TASK TO COMPLETE
Restate the records in their entirety, word for word.

RECORDS FOR PROCESSING
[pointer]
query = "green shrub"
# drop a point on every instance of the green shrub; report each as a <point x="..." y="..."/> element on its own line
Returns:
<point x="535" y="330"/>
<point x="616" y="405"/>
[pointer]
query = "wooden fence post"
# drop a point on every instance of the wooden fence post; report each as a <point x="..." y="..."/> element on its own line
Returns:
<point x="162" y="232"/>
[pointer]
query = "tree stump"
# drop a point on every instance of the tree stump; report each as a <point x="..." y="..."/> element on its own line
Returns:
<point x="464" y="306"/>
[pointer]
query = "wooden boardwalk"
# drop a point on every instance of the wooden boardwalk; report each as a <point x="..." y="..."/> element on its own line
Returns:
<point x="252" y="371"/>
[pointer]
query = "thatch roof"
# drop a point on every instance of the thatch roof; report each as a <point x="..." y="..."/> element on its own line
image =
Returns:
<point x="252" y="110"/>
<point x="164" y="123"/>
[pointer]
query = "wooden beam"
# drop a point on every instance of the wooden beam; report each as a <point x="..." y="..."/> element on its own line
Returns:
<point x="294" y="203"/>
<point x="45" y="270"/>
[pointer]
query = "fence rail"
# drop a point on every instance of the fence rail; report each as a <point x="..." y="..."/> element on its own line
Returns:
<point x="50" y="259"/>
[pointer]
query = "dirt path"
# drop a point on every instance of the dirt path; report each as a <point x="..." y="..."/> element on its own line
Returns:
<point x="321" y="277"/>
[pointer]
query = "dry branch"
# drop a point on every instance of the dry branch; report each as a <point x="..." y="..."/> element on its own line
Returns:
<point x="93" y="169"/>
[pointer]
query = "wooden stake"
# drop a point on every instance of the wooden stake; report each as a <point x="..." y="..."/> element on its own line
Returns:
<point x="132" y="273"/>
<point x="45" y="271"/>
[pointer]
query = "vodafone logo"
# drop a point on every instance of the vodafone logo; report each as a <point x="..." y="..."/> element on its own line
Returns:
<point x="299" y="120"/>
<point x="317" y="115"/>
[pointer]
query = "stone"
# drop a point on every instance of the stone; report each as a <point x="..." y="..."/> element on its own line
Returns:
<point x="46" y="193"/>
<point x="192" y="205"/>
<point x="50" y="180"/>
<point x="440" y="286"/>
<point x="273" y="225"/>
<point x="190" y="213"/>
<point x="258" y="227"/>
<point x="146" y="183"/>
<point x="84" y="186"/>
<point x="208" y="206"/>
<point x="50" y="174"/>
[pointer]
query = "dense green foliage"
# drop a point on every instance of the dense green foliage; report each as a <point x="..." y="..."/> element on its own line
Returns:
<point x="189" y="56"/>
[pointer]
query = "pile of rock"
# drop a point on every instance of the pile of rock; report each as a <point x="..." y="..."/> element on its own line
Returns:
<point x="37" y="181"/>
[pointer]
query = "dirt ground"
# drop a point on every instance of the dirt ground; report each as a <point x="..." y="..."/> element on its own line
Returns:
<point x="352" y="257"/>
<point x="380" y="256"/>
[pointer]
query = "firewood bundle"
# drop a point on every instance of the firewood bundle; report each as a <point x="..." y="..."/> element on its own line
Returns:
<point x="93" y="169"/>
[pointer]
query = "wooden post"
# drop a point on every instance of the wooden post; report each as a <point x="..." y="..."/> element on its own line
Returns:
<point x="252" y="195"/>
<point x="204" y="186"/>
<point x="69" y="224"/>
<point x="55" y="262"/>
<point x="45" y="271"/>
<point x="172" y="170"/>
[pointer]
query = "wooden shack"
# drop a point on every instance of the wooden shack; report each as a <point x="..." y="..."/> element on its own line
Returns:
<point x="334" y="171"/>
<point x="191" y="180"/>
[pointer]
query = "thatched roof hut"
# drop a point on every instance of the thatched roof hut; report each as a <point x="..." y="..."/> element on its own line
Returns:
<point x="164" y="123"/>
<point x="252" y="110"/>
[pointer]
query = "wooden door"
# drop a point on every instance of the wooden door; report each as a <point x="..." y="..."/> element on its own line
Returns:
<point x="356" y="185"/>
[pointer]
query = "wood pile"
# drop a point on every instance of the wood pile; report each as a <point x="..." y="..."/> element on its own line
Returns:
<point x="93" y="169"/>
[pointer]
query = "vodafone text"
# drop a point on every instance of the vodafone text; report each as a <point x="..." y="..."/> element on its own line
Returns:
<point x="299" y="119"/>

EXERCISE ANSWER
[pointer]
query = "green shrub"
# drop a point on every instance of the green shrub; report each as a <point x="..." y="..."/> element on its own line
Returns:
<point x="535" y="330"/>
<point x="616" y="405"/>
[pointer]
query = "wooden fence post"
# drop a point on every instance of the wooden fence post; report each as a <point x="..." y="..."/> element on its own line
Returns:
<point x="162" y="232"/>
[pointer]
query = "tree stump"
# drop a point on every instance of the tree stump; report each as a <point x="..." y="..."/> element on its own line
Returns:
<point x="464" y="306"/>
[pointer]
query = "wooden boardwalk"
# drop a point on every instance of the wooden boardwalk; report each as a <point x="..." y="..."/> element on its own line
Returns:
<point x="252" y="371"/>
[pointer]
query = "thatch roof"
# drop a point on every instance of the thatch roof; report each as a <point x="..." y="..."/> element on its own line
image =
Returns:
<point x="252" y="110"/>
<point x="164" y="123"/>
[pointer]
query = "wooden beam"
# drop a point on every instance of the wooden beam; report each as a <point x="..." y="..."/> element on its own line
Returns:
<point x="294" y="203"/>
<point x="45" y="270"/>
[pointer]
query = "fence rail"
# drop a point on every instance of the fence rail; report each as a <point x="..." y="..."/> element on its own line
Returns:
<point x="50" y="259"/>
[pointer]
query = "dirt path"
# drop a point on every instance of the dirt path; report each as a <point x="..." y="..."/> element on its own line
Returns:
<point x="321" y="277"/>
[pointer]
query = "dry branch"
# drop a point on every instance of the dry branch; report each as a <point x="..." y="..."/> element on its own line
Returns:
<point x="93" y="169"/>
[pointer]
query = "wooden stake"
# drop a point on every instance of the wooden stake; report each as a <point x="..." y="..."/> element on its own line
Returns:
<point x="132" y="273"/>
<point x="45" y="271"/>
[pointer]
query = "vodafone logo"
# drop a point on every instance of the vodafone logo; report each as a <point x="..." y="..."/> element on its own line
Returns:
<point x="299" y="120"/>
<point x="317" y="115"/>
[pointer]
query = "stone"
# drop a point on every instance of the stone; report each as a <point x="..." y="..."/> element on its own line
Returns:
<point x="46" y="193"/>
<point x="192" y="205"/>
<point x="50" y="180"/>
<point x="440" y="286"/>
<point x="273" y="225"/>
<point x="190" y="213"/>
<point x="258" y="227"/>
<point x="146" y="183"/>
<point x="84" y="186"/>
<point x="208" y="206"/>
<point x="50" y="174"/>
[pointer]
query = "dense green foliage"
# drop a point on every instance of the dense green foliage; report each as a <point x="..." y="..."/> element on its own line
Returns:
<point x="189" y="56"/>
[pointer]
query = "pile of rock"
# drop a point on every instance of the pile of rock; report each as a <point x="..." y="..."/> element on its own line
Returns:
<point x="37" y="181"/>
[pointer]
query = "dirt ground"
# drop a point on every instance of the dirt ground; report each as a <point x="..." y="..."/> element on its own line
Returns:
<point x="352" y="257"/>
<point x="380" y="256"/>
[pointer]
query = "firewood bundle"
# drop a point on every instance of the firewood bundle; report each as a <point x="..." y="..."/> element on its own line
Returns:
<point x="93" y="169"/>
[pointer]
query = "wooden post"
# drop a point on every instance of the wooden post; report each as a <point x="..." y="..."/> element on its own line
Returns:
<point x="252" y="195"/>
<point x="204" y="186"/>
<point x="69" y="224"/>
<point x="55" y="262"/>
<point x="45" y="271"/>
<point x="172" y="170"/>
[pointer]
query = "wooden shack"
# drop a point on every instance of the wooden shack; report each as a <point x="..." y="..."/> element on its own line
Returns:
<point x="334" y="171"/>
<point x="191" y="180"/>
[pointer]
query = "thatched roof hut"
# drop a point on every instance of the thatched roof hut; report each as a <point x="..." y="..."/> element on its own line
Returns:
<point x="164" y="123"/>
<point x="252" y="110"/>
[pointer]
query = "wooden door"
# drop a point on every instance of the wooden door; report each as a <point x="..." y="..."/> element on its own line
Returns:
<point x="356" y="185"/>
[pointer]
query = "wood pile"
# drop a point on every instance of the wood pile; report each as a <point x="..." y="..."/> element on its own line
Returns:
<point x="93" y="169"/>
[pointer]
query = "vodafone text"
# drop a point on every instance of the vodafone text; report each as a <point x="..." y="..."/> element on its own line
Returns:
<point x="299" y="119"/>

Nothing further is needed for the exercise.